Return the line containing "Would you mind tagging the grass" and all lines after it exactly; stop at the end of the material.

# RECORDS TO PROCESS
++++++
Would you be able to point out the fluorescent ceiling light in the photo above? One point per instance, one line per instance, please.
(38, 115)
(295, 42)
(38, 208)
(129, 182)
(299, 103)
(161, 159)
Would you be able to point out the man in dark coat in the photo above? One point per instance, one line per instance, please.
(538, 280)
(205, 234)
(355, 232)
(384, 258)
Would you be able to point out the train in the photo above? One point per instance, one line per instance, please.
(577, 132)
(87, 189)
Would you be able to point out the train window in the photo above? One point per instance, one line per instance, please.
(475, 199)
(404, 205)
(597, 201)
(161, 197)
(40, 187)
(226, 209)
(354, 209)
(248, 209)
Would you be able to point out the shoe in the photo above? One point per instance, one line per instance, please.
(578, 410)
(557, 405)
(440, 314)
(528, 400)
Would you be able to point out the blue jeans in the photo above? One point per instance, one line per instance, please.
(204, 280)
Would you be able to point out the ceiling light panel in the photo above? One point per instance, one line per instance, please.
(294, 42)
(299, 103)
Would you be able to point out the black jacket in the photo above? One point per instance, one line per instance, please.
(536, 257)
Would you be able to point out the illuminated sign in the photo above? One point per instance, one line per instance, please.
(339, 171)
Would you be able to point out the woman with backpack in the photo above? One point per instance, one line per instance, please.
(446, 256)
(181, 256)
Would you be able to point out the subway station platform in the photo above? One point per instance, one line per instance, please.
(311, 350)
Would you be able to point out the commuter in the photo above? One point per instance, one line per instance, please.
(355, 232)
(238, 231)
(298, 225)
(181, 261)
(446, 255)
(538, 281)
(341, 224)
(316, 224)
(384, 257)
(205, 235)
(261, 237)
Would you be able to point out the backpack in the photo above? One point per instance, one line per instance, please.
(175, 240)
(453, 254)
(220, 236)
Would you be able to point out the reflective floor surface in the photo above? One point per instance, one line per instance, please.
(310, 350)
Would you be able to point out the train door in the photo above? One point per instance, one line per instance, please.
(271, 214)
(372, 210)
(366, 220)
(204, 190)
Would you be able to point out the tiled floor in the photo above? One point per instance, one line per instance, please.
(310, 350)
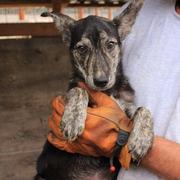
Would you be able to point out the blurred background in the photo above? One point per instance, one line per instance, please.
(34, 68)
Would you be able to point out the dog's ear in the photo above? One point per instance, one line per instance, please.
(62, 23)
(125, 20)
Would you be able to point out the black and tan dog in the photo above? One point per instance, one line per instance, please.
(95, 50)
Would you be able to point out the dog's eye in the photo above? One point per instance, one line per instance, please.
(82, 49)
(110, 45)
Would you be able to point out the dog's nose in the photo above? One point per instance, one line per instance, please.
(100, 82)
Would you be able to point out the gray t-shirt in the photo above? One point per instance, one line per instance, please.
(152, 62)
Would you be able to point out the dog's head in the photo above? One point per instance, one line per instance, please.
(95, 44)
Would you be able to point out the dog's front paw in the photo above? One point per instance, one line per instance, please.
(141, 137)
(73, 120)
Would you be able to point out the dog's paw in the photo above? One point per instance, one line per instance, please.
(141, 137)
(73, 120)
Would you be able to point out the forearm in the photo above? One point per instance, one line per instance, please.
(164, 159)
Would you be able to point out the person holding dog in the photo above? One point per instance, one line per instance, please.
(151, 62)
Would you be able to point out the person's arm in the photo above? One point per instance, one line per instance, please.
(164, 159)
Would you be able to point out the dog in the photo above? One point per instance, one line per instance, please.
(95, 47)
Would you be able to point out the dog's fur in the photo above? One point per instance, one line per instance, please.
(95, 49)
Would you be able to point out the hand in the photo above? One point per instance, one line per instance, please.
(103, 123)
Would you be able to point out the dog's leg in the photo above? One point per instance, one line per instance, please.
(142, 133)
(73, 120)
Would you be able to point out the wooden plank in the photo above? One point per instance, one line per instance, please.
(24, 29)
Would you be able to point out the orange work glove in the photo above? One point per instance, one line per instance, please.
(103, 124)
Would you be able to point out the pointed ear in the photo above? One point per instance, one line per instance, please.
(126, 19)
(63, 24)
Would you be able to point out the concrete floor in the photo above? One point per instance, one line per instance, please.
(32, 72)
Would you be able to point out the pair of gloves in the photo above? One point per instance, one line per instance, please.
(101, 134)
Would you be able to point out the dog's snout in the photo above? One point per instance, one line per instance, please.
(100, 82)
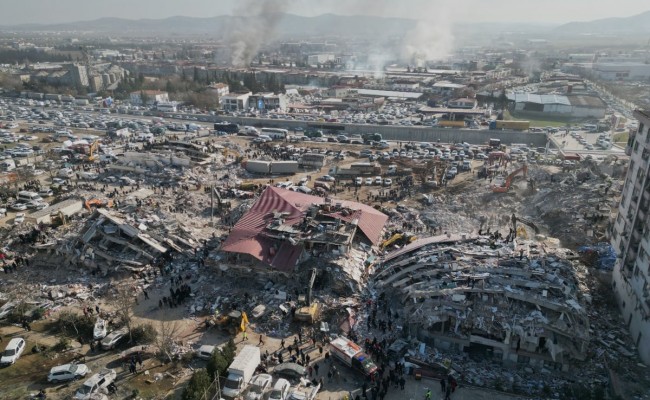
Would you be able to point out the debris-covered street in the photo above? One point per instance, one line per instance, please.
(494, 277)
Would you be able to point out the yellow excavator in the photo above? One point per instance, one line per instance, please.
(95, 202)
(92, 152)
(309, 311)
(399, 239)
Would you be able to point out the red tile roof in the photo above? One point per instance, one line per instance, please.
(247, 235)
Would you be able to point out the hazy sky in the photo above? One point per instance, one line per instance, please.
(545, 11)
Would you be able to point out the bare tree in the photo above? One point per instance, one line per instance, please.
(123, 302)
(167, 332)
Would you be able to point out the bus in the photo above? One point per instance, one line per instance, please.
(275, 133)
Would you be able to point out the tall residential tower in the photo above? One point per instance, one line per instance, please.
(631, 239)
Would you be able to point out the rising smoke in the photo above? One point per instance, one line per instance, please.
(431, 39)
(262, 18)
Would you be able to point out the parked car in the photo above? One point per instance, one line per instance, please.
(280, 390)
(96, 383)
(113, 338)
(18, 206)
(258, 386)
(291, 371)
(205, 351)
(67, 372)
(12, 352)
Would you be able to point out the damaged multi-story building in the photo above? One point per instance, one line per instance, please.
(520, 305)
(284, 228)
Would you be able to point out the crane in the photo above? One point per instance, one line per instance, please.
(504, 189)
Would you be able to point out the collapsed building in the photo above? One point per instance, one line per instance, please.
(518, 303)
(284, 228)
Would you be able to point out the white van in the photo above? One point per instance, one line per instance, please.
(25, 196)
(65, 173)
(13, 351)
(251, 131)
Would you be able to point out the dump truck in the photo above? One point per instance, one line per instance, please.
(240, 372)
(512, 125)
(352, 355)
(356, 169)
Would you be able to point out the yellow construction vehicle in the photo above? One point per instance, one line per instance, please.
(92, 152)
(98, 203)
(309, 311)
(399, 239)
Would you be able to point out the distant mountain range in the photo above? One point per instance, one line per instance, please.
(636, 24)
(290, 25)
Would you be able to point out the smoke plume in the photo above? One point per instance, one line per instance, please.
(432, 36)
(261, 20)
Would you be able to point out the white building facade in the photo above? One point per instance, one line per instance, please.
(631, 240)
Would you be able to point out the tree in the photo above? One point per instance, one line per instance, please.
(123, 302)
(198, 386)
(503, 100)
(217, 364)
(167, 332)
(169, 87)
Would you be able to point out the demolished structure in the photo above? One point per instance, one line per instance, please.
(285, 227)
(512, 302)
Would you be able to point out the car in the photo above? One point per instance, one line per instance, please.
(12, 352)
(289, 370)
(326, 178)
(280, 390)
(96, 383)
(304, 393)
(18, 206)
(258, 386)
(112, 339)
(37, 205)
(67, 372)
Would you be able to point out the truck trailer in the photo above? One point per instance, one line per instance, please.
(241, 371)
(352, 355)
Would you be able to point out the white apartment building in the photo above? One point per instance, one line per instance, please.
(235, 101)
(631, 240)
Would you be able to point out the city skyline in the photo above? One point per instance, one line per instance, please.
(18, 12)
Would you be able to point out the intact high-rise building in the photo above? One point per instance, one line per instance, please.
(631, 239)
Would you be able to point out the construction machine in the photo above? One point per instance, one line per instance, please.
(95, 202)
(93, 150)
(504, 189)
(308, 312)
(399, 239)
(58, 219)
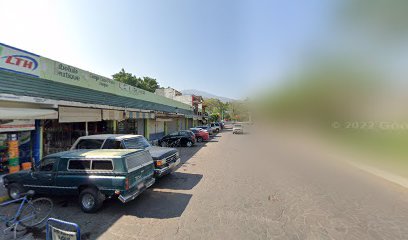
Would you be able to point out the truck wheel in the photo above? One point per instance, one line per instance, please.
(91, 200)
(15, 190)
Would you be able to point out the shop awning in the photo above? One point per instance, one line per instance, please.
(27, 113)
(140, 115)
(73, 114)
(113, 115)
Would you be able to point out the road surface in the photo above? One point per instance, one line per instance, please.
(251, 187)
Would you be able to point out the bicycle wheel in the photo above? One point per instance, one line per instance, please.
(35, 212)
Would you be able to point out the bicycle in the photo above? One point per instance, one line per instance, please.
(30, 213)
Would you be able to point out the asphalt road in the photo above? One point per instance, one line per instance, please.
(251, 187)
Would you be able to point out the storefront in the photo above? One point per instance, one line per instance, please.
(72, 123)
(20, 136)
(74, 103)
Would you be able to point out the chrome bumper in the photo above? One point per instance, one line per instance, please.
(132, 195)
(159, 172)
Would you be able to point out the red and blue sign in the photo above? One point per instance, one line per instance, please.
(18, 61)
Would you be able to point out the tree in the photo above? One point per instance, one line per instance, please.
(149, 84)
(146, 83)
(235, 110)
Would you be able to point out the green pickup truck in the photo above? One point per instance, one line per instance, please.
(94, 175)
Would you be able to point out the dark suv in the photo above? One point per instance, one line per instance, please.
(94, 175)
(165, 160)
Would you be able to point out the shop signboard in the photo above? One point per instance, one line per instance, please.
(17, 125)
(19, 61)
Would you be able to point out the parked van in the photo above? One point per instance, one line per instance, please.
(94, 175)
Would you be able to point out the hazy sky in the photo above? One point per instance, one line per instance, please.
(222, 47)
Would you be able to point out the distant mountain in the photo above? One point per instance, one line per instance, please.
(206, 95)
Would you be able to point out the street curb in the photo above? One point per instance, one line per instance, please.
(399, 180)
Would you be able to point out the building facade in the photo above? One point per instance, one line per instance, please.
(45, 105)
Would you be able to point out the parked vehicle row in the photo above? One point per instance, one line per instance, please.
(105, 166)
(165, 159)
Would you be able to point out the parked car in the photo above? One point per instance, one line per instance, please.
(165, 159)
(221, 125)
(216, 127)
(200, 134)
(182, 138)
(237, 128)
(206, 128)
(94, 175)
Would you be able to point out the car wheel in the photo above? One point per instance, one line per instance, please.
(15, 190)
(91, 200)
(189, 143)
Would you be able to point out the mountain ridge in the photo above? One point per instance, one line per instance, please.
(206, 95)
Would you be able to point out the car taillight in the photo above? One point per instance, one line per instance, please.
(127, 183)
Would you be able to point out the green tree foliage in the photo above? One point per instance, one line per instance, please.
(235, 110)
(146, 83)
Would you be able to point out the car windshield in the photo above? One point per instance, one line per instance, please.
(136, 143)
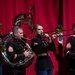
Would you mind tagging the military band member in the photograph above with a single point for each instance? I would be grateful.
(41, 46)
(15, 51)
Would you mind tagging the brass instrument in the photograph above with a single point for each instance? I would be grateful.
(27, 61)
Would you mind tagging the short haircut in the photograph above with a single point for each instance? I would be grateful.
(35, 27)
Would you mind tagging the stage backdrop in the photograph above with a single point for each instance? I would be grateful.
(48, 13)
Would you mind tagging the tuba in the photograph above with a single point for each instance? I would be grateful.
(7, 37)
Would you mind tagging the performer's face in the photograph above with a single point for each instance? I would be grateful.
(39, 30)
(19, 33)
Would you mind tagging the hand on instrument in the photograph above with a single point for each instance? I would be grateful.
(27, 53)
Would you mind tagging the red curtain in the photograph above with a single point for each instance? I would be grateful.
(48, 13)
(68, 20)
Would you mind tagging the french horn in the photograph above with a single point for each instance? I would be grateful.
(22, 63)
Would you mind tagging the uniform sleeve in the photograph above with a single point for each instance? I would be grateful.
(68, 49)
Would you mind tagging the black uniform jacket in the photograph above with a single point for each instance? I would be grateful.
(18, 48)
(42, 46)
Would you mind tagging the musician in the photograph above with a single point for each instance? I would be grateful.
(41, 44)
(15, 51)
(70, 52)
(1, 48)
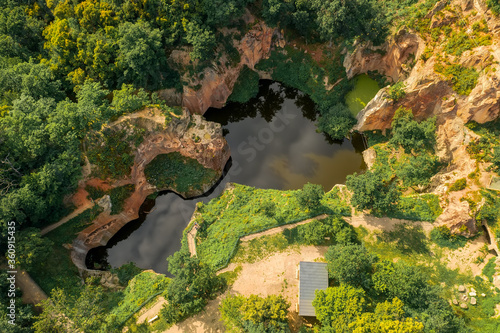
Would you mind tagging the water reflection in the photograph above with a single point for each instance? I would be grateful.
(274, 144)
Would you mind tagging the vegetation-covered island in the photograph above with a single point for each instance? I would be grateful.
(103, 109)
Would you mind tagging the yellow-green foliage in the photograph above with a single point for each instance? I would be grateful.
(463, 79)
(178, 172)
(139, 289)
(111, 150)
(238, 212)
(459, 185)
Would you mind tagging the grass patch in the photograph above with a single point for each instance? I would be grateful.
(408, 238)
(423, 207)
(231, 276)
(489, 269)
(443, 237)
(117, 195)
(58, 270)
(239, 211)
(182, 174)
(459, 185)
(142, 287)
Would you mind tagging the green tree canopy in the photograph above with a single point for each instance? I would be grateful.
(310, 196)
(337, 307)
(371, 191)
(410, 134)
(141, 55)
(350, 264)
(350, 19)
(389, 317)
(336, 121)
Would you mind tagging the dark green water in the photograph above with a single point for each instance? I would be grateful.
(274, 144)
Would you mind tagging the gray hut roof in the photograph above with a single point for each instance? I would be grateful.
(313, 276)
++++++
# EXERCISE OUTPUT
Would you mind tagging the grass patch in the photograph above with a single point for each instance? I would be grateful.
(408, 238)
(423, 207)
(231, 276)
(489, 269)
(443, 237)
(117, 195)
(58, 270)
(239, 211)
(182, 174)
(459, 185)
(142, 287)
Would you mind tagging the green tree canopy in the photograph above with a single point for each instance? I would be grateful.
(310, 196)
(337, 307)
(371, 191)
(410, 134)
(141, 55)
(350, 264)
(350, 19)
(389, 317)
(336, 121)
Would you mind tagging the dark green water in the photograph above with a single point for each instance? I would be grateful.
(274, 144)
Would you mind tagging the gray hut roof in the photograph above with a single point for each instance? I would be grateful.
(313, 276)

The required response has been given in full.